**Material:**
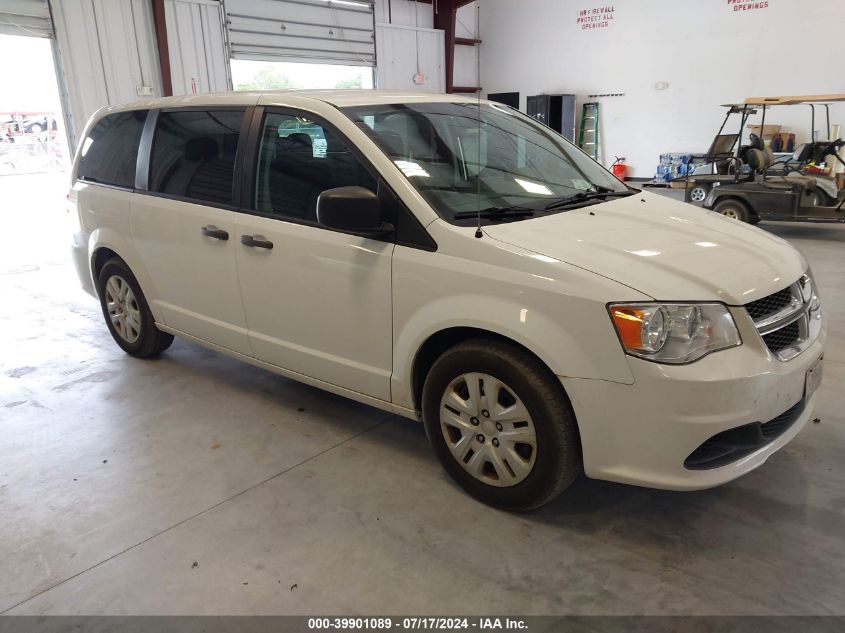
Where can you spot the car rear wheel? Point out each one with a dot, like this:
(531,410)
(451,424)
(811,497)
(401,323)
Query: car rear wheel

**Goal:** Edit the records by changing every "car rear wheel" to "back wheel of the car" and leaving everything else as it is. Omit the pictures from your answer.

**Response for this exercise:**
Where can you spot the back wheel of the car? Point out each one with a dot, like this:
(531,410)
(451,424)
(811,497)
(401,323)
Query: back wheel of the car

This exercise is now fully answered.